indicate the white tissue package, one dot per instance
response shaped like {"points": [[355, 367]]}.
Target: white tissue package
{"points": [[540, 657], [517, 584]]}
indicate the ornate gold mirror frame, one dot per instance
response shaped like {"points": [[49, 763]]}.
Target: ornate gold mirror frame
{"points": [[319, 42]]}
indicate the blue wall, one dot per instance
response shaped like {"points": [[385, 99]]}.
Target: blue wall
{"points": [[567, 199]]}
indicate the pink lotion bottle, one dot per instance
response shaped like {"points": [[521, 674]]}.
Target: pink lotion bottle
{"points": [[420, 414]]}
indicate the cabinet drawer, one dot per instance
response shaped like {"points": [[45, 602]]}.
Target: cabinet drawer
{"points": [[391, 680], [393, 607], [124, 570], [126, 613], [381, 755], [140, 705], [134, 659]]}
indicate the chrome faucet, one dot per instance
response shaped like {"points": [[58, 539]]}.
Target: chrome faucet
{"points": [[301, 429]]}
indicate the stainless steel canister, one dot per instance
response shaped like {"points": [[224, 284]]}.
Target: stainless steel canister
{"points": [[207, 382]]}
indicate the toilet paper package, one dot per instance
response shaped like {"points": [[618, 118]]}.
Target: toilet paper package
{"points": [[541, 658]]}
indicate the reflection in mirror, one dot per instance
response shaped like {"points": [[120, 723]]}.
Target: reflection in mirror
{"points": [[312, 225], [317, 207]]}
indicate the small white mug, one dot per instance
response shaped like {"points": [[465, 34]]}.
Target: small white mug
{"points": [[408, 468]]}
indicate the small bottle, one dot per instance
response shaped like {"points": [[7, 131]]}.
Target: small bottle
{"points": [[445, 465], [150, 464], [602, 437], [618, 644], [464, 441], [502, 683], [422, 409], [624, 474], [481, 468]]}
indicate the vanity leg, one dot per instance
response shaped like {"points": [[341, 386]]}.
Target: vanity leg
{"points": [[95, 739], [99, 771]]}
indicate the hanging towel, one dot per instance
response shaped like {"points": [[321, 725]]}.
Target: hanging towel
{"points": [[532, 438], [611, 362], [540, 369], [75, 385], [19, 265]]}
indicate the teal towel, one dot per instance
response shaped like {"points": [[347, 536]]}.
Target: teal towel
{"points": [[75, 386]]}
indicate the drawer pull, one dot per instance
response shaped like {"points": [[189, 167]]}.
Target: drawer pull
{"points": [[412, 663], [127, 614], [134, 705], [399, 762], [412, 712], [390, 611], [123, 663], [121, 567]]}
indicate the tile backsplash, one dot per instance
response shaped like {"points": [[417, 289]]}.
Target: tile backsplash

------

Copy out all of the records above, switching every "one dot per instance" to "one point per object" and keeping everything else the same.

indicate the white tissue package, one point per object
response shaped like {"points": [[355, 367]]}.
Target: white tissue package
{"points": [[540, 657], [517, 584]]}
indicate the ornate gold mirror frame, one point per object
response shaped like {"points": [[49, 763]]}.
Target: ornate gold mirror frame
{"points": [[319, 42]]}
indicate the blue wall, one point per object
response shaped like {"points": [[385, 99]]}.
Target: blue wall
{"points": [[567, 199]]}
indicate the pink lotion bottle, one point per object
response shaped like {"points": [[521, 674]]}.
Target: pink lotion bottle
{"points": [[420, 414]]}
indicate the cabinet drawer, one point per object
response shaped like {"points": [[45, 602]]}.
Target: cabinet drawer
{"points": [[391, 680], [393, 607], [124, 570], [126, 613], [381, 755], [140, 705], [134, 659]]}
indicate the chrome faucet, one point per object
response shaped like {"points": [[58, 539]]}.
Target: chrome faucet
{"points": [[301, 429]]}
indicate the stainless steel canister, one point per object
response shaped like {"points": [[224, 284]]}.
Target: stainless steel canister
{"points": [[207, 382]]}
indicate the toilet paper package, one point per object
response shaped like {"points": [[618, 118]]}.
Target: toilet paper package
{"points": [[541, 658]]}
indicate the reflection in mirror, one point per object
response shaped like {"points": [[120, 723]]}.
Target: reflection in mirror
{"points": [[312, 225], [317, 207]]}
indicate the small white mug, one point per object
response shaped like {"points": [[465, 34]]}.
Target: small white mug
{"points": [[408, 468]]}
indicate the small bottle, one point per object
response shaped like {"points": [[7, 131]]}.
Target: small bottle
{"points": [[445, 465], [150, 464], [602, 437], [618, 644], [464, 441], [502, 683], [422, 409], [624, 474], [481, 468]]}
indicate the vanity leg, one point per object
response shaped like {"points": [[341, 386]]}.
Target: vanity leg
{"points": [[95, 739], [99, 771]]}
indicate the hanging towel, one point per object
response shaped like {"points": [[321, 725]]}.
Target: hanging towel
{"points": [[532, 438], [611, 362], [540, 369], [75, 385], [19, 265]]}
indicate the teal towel, one point per object
response shaped like {"points": [[347, 536]]}.
Target: teal towel
{"points": [[75, 386]]}
indicate the drawer pull, one point per object
response shaped like {"points": [[189, 167]]}.
Target: drawer pull
{"points": [[412, 663], [127, 614], [134, 705], [399, 762], [412, 712], [390, 611], [123, 663], [121, 567]]}
indicate the tile backsplash, one point per object
response shaped like {"points": [[417, 289]]}.
Target: tile backsplash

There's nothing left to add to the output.